## Testo fornito
------------------------------------------------------------------------
Antonio è un panificatore da una vita ed è alla guida dell’attività di famiglia da una ventina d’anni. Ad aprire l’impresa è stato suo papà. Esattamente quarantanove anni fa, proprio quando Antonio veniva alla luce.

Grazie ad Antonio e al suo team di sedici collaboratori da alcuni mesi è possibile ordinare online il pane preparato con farine vive e ricette naturali e riceverlo direttamente a casa, pur abitando a centinaia di chilometri di distanza dal panificio.

Tutto è partito col progetto Botteghe Digitali e con il supporto del professor Stefano Micelli. «Grazie a questo progetto navigabile su Paneincassetta.panificiofollador.it stiamo “accelerando” le fasi del fare impresa, innestandole di innovazione. Ci siamo aperti ad un mercato globale e oggi riusciamo ad esaudire le richieste che arrivano dalle piazze di Milano, Torino, addirittura Palermo», precisa Antonio.
------------------------------------------------------------------------
## Righe fornite
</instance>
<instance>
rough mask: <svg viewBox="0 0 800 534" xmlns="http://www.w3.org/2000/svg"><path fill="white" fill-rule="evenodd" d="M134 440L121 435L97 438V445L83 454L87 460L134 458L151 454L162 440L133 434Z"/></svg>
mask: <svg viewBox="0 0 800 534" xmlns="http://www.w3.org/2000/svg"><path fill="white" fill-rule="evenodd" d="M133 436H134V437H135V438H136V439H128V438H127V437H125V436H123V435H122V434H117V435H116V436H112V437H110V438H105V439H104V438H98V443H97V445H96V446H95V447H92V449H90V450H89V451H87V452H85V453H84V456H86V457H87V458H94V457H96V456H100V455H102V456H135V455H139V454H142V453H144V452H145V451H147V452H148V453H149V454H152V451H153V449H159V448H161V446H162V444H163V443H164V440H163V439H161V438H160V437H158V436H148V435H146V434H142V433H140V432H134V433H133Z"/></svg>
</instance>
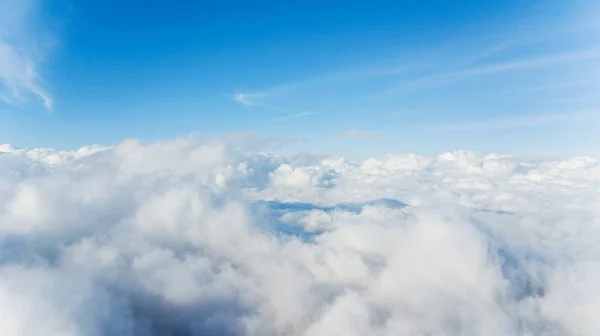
------------------------------------------------------------------------
## Compito
Trascrivi senza modifiche un brano del testo fornito: comincia dalle parole che contengono "Grazie ad Antonio" e fermati dopo "distanza dal panificio.". Le righe sono materiale a sé stante, distinto dal testo fornito.

## Risposta
Grazie ad Antonio e al suo team di sedici collaboratori da alcuni mesi è possibile ordinare online il pane preparato con farine vive e ricette naturali e riceverlo direttamente a casa, pur abitando a centinaia di chilometri di distanza dal panificio.